### GIVEN REQUEST
Beginning with the line where "point: covered porch" appears, repeat every remaining line of the entries exactly, the last line included.

### DATASET CONTENT

= = = = =

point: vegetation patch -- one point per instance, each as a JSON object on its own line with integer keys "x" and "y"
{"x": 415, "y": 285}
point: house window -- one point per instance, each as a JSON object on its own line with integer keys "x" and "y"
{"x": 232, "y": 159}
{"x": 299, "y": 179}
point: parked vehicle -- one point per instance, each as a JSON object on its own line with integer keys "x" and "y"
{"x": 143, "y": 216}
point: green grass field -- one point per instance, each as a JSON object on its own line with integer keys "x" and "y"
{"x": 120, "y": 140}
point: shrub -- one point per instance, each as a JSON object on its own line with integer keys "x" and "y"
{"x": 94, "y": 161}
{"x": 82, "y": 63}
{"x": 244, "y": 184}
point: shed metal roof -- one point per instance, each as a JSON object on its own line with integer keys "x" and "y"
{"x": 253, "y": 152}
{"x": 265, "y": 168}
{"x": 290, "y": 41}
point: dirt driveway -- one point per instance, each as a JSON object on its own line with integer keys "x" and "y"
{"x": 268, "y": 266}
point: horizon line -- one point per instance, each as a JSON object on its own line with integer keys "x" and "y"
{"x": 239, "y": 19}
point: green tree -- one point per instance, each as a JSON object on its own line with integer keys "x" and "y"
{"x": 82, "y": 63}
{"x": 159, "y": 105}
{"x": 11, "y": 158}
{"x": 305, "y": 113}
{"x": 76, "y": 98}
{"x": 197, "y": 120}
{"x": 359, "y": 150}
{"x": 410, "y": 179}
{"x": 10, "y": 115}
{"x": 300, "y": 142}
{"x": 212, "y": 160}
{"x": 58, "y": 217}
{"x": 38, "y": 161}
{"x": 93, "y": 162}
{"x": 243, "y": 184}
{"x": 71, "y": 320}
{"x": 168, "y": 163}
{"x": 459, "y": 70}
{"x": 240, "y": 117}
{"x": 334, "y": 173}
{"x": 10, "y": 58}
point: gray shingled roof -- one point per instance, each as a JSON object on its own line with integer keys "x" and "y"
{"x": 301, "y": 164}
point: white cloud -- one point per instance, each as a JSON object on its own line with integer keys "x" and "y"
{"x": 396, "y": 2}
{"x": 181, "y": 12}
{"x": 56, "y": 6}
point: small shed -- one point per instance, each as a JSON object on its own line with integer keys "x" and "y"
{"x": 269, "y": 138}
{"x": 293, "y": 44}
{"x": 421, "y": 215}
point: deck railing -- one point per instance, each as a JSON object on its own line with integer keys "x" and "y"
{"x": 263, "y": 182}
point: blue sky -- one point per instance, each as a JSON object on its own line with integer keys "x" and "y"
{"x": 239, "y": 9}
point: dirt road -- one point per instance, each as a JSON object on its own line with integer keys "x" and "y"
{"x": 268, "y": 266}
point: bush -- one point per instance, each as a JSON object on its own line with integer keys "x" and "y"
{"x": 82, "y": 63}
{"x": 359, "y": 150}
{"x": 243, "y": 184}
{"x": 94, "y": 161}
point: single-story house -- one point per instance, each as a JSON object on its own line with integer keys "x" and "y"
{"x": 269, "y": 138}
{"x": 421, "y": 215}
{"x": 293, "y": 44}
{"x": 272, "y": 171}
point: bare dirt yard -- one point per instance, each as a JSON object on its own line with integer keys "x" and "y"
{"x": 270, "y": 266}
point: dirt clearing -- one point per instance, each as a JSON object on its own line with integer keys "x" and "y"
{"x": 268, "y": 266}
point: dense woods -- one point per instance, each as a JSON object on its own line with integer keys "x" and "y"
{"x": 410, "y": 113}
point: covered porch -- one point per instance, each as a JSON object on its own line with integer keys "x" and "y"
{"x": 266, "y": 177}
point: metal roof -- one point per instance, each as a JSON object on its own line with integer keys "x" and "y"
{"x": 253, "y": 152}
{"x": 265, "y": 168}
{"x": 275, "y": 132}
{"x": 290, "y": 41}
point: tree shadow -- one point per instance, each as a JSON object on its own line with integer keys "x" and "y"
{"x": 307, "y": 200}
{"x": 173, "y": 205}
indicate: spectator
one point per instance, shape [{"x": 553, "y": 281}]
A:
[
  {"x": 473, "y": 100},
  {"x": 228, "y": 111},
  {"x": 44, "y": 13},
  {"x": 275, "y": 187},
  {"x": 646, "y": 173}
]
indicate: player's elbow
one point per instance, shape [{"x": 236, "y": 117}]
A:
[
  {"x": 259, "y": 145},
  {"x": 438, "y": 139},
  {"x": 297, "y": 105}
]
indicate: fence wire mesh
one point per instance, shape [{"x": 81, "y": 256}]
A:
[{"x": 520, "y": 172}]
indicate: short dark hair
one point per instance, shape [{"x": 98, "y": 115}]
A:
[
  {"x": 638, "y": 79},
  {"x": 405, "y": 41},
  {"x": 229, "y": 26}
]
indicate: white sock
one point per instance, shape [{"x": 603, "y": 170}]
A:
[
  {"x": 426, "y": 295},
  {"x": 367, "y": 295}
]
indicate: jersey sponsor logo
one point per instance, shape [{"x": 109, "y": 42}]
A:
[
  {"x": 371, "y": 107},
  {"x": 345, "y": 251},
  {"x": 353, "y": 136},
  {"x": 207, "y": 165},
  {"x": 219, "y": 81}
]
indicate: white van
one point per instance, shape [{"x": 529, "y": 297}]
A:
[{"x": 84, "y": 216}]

= = = = =

### RESULT OF THE EXERCISE
point: covered porch -- one point per instance, each as a JSON object on its own line with integer keys "x" and "y"
{"x": 266, "y": 177}
point: metal roof -- one point per instance, each as a JSON object on its own line with integer keys "x" and "y"
{"x": 253, "y": 152}
{"x": 265, "y": 168}
{"x": 275, "y": 132}
{"x": 290, "y": 41}
point: tree shadow -- one point per instance, each as a JSON object on its own line with integer keys "x" and "y"
{"x": 307, "y": 200}
{"x": 173, "y": 205}
indicate: spectator
one point per instance, shape [{"x": 553, "y": 281}]
A:
[
  {"x": 473, "y": 100},
  {"x": 228, "y": 111},
  {"x": 44, "y": 13},
  {"x": 275, "y": 187},
  {"x": 646, "y": 173}
]
indicate: player's elbow
one point per instance, shape [{"x": 236, "y": 117}]
A:
[
  {"x": 259, "y": 145},
  {"x": 438, "y": 139},
  {"x": 297, "y": 105}
]
indicate: fence wire mesh
one point per instance, shape [{"x": 81, "y": 256}]
A:
[{"x": 520, "y": 172}]
indicate: short dark hair
one point per instance, shape [{"x": 98, "y": 115}]
A:
[
  {"x": 638, "y": 79},
  {"x": 405, "y": 41},
  {"x": 229, "y": 26}
]
indicate: white sock
one point per instance, shape [{"x": 603, "y": 170}]
A:
[
  {"x": 426, "y": 295},
  {"x": 367, "y": 295}
]
indicate: jersey sponsor logo
one point per instance, shape [{"x": 109, "y": 42}]
A:
[
  {"x": 371, "y": 107},
  {"x": 345, "y": 251},
  {"x": 353, "y": 136},
  {"x": 207, "y": 165},
  {"x": 219, "y": 81}
]
indicate: white van
one point per instance, shape [{"x": 529, "y": 297}]
A:
[{"x": 84, "y": 216}]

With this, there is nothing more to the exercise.